**Text shown**
═══

Strings of Keats’ Hair: Artist Ann Mary Severn Newton and Her World
- Debbie Challis
- May 25
- 10 min read
Finally written a book proposal and now to start writing the blooming book!
Constructing the world behind Ann Mary Severn Newton’s self portrait, through her own art as well as unpublished letters and sketches, and her connections to key cultural figures in the nineteenth century.

A young woman, holding a palette, confidently looks out from the cover of the Penguin

edition of Anne Bronte’s Tennant of Wildfell Hall. Ann Mary Severn Newton’s 1862 self-portrait is a depiction of her professional self, holding the tools of her trade when she is newly married and embarking on a change in genre. It is remarkably different from the predicament of Helen Graham in Bronte’s novel, who is hiding from her abusive husband and not openly a professional artist. What they do have in common is that they both worked for money. Mary was, however, a professional artist in a family of artists within a respectable, if bohemian, circle of writers, artists, musicians, and diplomat-politicians in London, many with connections to Rome. Overshadowed by the more famous men she knew, and was related to, such as her father Joseph Severn, the artist and friend of John Keats, she is found in the margins of the lives of, for example, Queen Victorian, John Ruskin and Gertrude Jekyll. This book traces glimpses of Mary’s own world through her unpublished letters and sketches as well as objects, such as a delicate lyre made from the strands of Keats’ hair.

═══

**Challenge 1**
Copy the passage from the post about Ann Mary Severn Newton from "Strings of Keats’" to "the nineteenth century." word for word.

═══

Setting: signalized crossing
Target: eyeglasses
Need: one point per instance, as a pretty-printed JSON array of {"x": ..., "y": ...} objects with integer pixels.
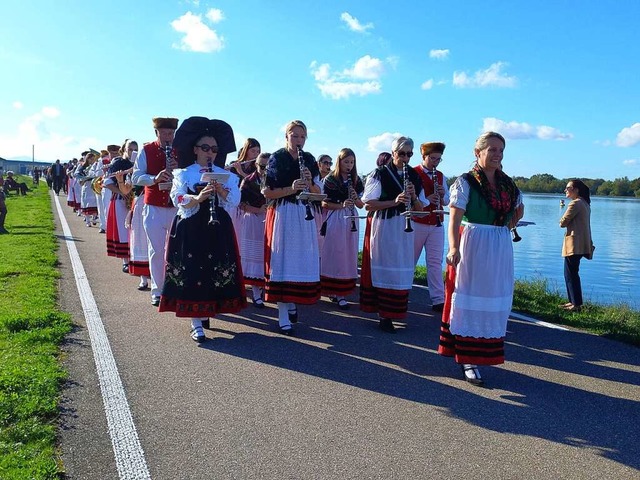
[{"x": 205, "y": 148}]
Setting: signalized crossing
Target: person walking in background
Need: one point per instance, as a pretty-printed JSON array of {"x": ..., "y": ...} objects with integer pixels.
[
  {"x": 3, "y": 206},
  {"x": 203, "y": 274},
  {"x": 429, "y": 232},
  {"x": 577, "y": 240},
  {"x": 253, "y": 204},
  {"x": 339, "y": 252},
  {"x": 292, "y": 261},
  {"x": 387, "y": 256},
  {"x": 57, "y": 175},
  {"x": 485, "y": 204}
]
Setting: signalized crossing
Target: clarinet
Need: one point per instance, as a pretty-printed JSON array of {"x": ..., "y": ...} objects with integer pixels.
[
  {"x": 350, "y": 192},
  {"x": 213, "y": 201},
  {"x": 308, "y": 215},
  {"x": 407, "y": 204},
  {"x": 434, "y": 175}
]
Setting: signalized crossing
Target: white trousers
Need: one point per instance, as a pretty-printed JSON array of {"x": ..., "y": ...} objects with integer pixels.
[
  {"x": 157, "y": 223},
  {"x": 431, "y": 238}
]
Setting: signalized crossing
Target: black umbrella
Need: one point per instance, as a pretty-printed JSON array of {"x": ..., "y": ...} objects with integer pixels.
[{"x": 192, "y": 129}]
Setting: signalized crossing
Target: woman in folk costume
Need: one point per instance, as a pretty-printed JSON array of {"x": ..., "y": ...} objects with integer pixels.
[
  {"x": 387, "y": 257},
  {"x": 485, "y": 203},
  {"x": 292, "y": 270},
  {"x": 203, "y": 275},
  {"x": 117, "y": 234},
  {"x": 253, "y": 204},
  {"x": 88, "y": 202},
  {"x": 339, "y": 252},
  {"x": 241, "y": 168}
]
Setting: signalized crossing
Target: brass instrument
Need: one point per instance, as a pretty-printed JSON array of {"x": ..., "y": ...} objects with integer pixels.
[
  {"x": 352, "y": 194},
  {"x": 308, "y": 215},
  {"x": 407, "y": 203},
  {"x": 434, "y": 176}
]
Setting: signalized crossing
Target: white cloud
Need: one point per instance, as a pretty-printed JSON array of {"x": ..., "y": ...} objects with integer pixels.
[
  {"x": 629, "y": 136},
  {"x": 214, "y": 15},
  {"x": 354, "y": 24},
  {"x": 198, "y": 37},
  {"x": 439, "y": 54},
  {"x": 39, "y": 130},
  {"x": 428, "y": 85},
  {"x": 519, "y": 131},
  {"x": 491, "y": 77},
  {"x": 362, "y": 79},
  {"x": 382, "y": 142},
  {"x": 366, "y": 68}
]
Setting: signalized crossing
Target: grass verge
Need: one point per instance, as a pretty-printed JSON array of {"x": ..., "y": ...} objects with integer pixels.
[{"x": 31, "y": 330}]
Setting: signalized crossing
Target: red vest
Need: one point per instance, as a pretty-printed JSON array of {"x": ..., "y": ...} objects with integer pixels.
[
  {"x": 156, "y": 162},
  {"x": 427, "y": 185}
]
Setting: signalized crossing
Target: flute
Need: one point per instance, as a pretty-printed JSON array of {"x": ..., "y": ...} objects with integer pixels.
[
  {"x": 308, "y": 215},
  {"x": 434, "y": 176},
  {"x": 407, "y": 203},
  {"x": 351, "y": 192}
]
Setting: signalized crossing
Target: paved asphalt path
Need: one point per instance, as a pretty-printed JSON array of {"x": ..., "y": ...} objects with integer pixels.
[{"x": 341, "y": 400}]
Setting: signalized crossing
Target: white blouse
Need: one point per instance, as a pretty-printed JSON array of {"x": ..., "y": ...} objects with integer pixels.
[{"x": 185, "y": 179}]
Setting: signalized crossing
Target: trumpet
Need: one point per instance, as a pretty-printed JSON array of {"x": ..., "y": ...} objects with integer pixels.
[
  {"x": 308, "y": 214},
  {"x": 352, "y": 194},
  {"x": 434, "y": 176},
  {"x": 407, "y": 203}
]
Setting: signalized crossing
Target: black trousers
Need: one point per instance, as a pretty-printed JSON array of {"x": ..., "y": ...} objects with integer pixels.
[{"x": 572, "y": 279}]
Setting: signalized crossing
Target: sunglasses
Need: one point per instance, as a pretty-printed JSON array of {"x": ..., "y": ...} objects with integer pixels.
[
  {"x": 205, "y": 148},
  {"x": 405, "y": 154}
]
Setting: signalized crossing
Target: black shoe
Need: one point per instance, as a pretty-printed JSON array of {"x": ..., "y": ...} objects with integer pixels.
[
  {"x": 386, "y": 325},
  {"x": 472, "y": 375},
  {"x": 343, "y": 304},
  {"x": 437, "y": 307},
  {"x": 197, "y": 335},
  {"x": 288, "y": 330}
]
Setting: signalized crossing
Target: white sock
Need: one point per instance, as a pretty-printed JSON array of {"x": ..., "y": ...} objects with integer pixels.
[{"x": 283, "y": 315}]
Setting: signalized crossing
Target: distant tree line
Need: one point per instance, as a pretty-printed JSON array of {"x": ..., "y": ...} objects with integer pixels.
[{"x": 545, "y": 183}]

═══

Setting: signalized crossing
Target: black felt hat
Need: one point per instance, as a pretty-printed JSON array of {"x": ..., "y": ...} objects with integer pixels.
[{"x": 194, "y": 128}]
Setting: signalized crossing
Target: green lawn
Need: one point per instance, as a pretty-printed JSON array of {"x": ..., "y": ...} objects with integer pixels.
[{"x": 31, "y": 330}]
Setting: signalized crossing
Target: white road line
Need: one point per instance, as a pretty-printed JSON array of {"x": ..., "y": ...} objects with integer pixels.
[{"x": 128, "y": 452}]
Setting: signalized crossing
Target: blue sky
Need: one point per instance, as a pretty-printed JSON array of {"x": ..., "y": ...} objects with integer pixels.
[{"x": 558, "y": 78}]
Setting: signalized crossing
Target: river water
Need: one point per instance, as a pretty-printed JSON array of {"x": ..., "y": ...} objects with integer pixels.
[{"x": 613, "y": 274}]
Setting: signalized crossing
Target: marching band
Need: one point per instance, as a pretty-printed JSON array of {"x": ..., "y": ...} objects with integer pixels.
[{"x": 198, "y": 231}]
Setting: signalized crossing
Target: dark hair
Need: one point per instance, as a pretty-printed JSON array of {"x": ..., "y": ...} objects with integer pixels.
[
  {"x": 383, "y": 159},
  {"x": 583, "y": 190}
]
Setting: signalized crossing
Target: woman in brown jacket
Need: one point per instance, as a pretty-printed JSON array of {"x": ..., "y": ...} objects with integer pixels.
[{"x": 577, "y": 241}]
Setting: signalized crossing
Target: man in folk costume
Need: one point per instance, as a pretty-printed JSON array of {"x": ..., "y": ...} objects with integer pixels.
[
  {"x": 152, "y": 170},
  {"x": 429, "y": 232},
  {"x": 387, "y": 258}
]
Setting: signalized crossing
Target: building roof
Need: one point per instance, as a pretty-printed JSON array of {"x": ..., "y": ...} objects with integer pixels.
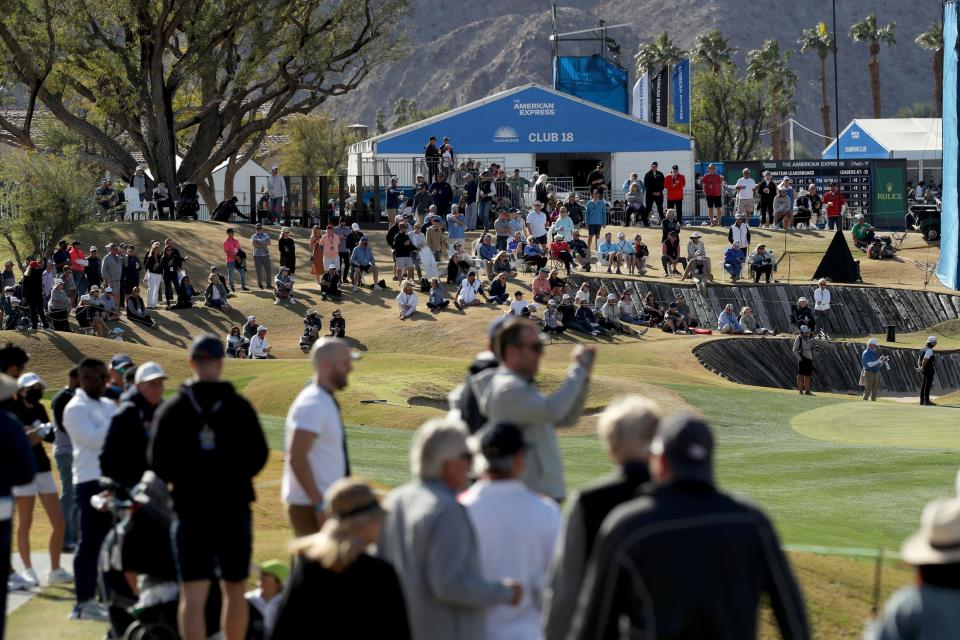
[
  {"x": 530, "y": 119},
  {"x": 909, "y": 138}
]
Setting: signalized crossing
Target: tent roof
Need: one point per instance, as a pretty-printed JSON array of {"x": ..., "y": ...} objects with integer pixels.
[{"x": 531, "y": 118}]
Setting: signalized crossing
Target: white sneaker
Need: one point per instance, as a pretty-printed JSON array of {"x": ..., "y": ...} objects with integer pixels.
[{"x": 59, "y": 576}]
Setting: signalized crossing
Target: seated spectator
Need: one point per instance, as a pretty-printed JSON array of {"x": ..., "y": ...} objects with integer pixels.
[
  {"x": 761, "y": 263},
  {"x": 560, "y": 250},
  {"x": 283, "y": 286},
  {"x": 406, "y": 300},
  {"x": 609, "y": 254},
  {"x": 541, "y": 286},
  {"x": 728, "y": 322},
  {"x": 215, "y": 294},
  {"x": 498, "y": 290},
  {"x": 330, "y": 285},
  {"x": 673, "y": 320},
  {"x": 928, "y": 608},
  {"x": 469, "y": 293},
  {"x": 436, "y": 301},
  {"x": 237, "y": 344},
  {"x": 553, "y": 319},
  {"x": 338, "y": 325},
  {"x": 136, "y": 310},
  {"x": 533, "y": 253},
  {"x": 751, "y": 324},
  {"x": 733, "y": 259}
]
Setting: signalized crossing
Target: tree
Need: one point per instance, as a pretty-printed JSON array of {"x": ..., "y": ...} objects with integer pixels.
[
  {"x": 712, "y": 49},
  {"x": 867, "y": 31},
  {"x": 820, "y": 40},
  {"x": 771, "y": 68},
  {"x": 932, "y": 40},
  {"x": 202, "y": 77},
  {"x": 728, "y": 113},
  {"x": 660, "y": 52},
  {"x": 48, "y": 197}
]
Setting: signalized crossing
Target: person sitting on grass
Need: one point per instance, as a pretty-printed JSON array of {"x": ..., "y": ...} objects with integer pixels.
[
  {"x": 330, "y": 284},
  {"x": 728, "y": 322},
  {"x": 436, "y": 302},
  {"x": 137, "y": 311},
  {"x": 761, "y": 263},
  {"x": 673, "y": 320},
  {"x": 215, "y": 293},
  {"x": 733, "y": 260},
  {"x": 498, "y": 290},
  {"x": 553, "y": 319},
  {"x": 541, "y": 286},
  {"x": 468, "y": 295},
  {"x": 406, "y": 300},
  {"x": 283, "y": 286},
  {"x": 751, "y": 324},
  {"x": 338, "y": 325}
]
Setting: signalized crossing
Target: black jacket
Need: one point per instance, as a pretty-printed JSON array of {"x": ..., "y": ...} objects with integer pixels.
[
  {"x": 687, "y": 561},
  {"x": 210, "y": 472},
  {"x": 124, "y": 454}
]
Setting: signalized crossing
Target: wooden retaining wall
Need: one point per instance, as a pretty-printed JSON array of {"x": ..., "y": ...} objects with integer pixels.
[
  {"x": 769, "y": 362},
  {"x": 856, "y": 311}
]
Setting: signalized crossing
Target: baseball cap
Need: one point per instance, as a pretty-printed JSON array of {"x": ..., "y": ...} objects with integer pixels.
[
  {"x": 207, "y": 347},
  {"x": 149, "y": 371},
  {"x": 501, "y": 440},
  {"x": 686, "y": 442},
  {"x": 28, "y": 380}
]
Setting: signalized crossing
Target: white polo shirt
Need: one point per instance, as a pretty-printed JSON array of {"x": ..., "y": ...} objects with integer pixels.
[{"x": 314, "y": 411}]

═══

**Challenge 2**
How many lines in the entries contain the string "white"? Reply with the number alone.

**Output 1**
Strings of Keats’ Hair: Artist Ann Mary Severn Newton and Her World
- Debbie Challis
- May 25
- 10 min read
Finally written a book proposal and now to start writing the blooming book!
Constructing the world behind Ann Mary Severn Newton’s self portrait, through her own art as well as unpublished letters and sketches, and her connections to key cultural figures in the nineteenth century.

**Output 2**
7